» **PROBLEMS**
(a) Answer these questions from the text on declining religion in America:
(i) How many entries did the researchers pull from the GSS?
(ii) By 2014, what percentage of 18 to 22-year-olds reported no religious affiliation?
(iii) What belief have Americans become slightly more likely to hold?
(b) Reproduce word for word the part of the text on declining religion in America starting at "For the study, researchers" and ending at "of large institutions.".

» **TEXT SEGMENT**
----------------------------------------

But this new study suggests that Americans have a problem with God—and that our spiritual issues run deeper than paltry mistrust of religious institutions.

For the study, researchers pulled 58,893 entries from the GSS, a nationally representative survey of U.S. adults. The results suggest a steep decline in the number of Americans who pray, believe in God, take the Bible literally, attend religious services or identified as religious—all factors that should have relatively little to do with America’s skepticism of large institutions.





As of 2014, nearly one third of thirty-somethings who matured in the 2000s said they were “secular” and one fifth reported that they were not even “spiritual”, suggesting a decline not only in religious affiliated but also in the core beliefs of Generation Y. “Decline in religious affiliation and participation has now extended to private practices and beliefs,” the authors write.

The next generation, often referred to as iGen, is even more secular. By 2014, the number of 18 to 22-year-olds who reported no religious affiliation rose from 11 percent in the 1970s to 36 percent; the percentage who said they never pray rose from 4 percent to 28 percent. Belief in God and attendance at religious serviced declined by half while self-reported spirituality declined five-fold. “This suggests that iGen will continue the decrease in religious orientation rather than reversing it, even in spirituality,” the authors write.

One odd quirk, however—Americans have become slightly more likely to believe in an afterlife, even as they are abandoning prayer, belief in God and rituals. This, too, is perhaps a telling sign of America’s newfound relationship with old-time religion. “It might be part of a growing entitlement mentality,” Twenge said. “Thinking you can get something for nothing.”

----------------------------------------

» **RECORD LIST**
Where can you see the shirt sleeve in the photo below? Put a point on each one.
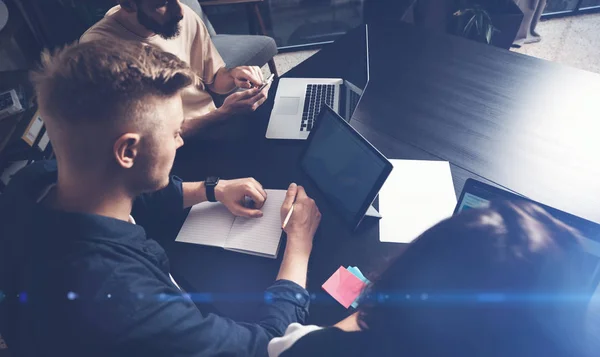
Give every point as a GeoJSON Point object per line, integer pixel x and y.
{"type": "Point", "coordinates": [294, 332]}
{"type": "Point", "coordinates": [204, 57]}
{"type": "Point", "coordinates": [162, 321]}
{"type": "Point", "coordinates": [161, 213]}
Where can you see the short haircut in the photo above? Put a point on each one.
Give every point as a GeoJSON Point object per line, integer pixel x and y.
{"type": "Point", "coordinates": [99, 81]}
{"type": "Point", "coordinates": [439, 297]}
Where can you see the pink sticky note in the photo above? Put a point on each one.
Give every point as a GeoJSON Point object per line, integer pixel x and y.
{"type": "Point", "coordinates": [344, 286]}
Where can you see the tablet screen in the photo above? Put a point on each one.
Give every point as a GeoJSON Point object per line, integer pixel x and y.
{"type": "Point", "coordinates": [477, 194]}
{"type": "Point", "coordinates": [347, 169]}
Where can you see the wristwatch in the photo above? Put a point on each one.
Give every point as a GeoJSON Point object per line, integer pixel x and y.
{"type": "Point", "coordinates": [210, 183]}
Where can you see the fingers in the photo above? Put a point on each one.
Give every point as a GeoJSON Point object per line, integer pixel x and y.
{"type": "Point", "coordinates": [242, 83]}
{"type": "Point", "coordinates": [250, 74]}
{"type": "Point", "coordinates": [290, 197]}
{"type": "Point", "coordinates": [259, 74]}
{"type": "Point", "coordinates": [256, 196]}
{"type": "Point", "coordinates": [301, 193]}
{"type": "Point", "coordinates": [245, 95]}
{"type": "Point", "coordinates": [257, 100]}
{"type": "Point", "coordinates": [260, 190]}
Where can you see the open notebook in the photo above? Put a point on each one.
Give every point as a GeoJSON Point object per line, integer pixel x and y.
{"type": "Point", "coordinates": [212, 224]}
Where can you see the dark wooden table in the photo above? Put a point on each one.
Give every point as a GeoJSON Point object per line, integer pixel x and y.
{"type": "Point", "coordinates": [514, 121]}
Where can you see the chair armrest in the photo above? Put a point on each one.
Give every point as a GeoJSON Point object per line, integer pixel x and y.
{"type": "Point", "coordinates": [227, 2]}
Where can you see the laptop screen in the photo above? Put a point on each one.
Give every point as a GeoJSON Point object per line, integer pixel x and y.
{"type": "Point", "coordinates": [477, 194]}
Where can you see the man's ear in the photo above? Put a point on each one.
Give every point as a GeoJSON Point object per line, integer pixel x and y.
{"type": "Point", "coordinates": [128, 5]}
{"type": "Point", "coordinates": [126, 149]}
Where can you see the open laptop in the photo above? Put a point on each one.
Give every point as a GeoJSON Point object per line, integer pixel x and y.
{"type": "Point", "coordinates": [477, 194]}
{"type": "Point", "coordinates": [299, 100]}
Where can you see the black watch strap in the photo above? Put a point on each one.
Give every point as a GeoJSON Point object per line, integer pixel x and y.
{"type": "Point", "coordinates": [210, 183]}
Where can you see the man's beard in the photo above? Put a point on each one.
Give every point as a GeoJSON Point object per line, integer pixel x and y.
{"type": "Point", "coordinates": [167, 31]}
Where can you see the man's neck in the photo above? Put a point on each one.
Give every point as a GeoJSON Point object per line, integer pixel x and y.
{"type": "Point", "coordinates": [130, 22]}
{"type": "Point", "coordinates": [80, 195]}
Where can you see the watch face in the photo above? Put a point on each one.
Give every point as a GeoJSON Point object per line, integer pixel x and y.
{"type": "Point", "coordinates": [211, 181]}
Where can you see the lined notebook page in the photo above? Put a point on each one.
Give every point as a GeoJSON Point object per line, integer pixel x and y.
{"type": "Point", "coordinates": [207, 223]}
{"type": "Point", "coordinates": [259, 236]}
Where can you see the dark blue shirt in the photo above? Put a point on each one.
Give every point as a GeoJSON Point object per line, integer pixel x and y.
{"type": "Point", "coordinates": [90, 285]}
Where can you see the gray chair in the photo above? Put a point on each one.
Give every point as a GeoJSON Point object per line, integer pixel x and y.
{"type": "Point", "coordinates": [239, 50]}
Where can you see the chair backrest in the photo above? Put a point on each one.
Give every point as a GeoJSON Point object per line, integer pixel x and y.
{"type": "Point", "coordinates": [195, 5]}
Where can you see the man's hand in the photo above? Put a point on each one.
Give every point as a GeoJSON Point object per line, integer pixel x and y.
{"type": "Point", "coordinates": [247, 76]}
{"type": "Point", "coordinates": [304, 221]}
{"type": "Point", "coordinates": [245, 101]}
{"type": "Point", "coordinates": [233, 192]}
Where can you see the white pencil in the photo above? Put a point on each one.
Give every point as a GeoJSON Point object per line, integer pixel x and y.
{"type": "Point", "coordinates": [287, 218]}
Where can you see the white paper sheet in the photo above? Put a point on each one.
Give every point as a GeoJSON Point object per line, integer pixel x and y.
{"type": "Point", "coordinates": [417, 195]}
{"type": "Point", "coordinates": [207, 223]}
{"type": "Point", "coordinates": [259, 235]}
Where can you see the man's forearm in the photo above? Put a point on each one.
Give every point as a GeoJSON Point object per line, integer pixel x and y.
{"type": "Point", "coordinates": [223, 83]}
{"type": "Point", "coordinates": [193, 193]}
{"type": "Point", "coordinates": [192, 127]}
{"type": "Point", "coordinates": [294, 266]}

----------------------------------------

» **TASK-BY-TASK ANSWERS**
(a)
(i) 58,893
(ii) 36 percent
(iii) Belief in an afterlife

(b)
For the study, researchers pulled 58,893 entries from the GSS, a nationally representative survey of U.S. adults. The results suggest a steep decline in the number of Americans who pray, believe in God, take the Bible literally, attend religious services or identified as religious—all factors that should have relatively little to do with America’s skepticism of large institutions.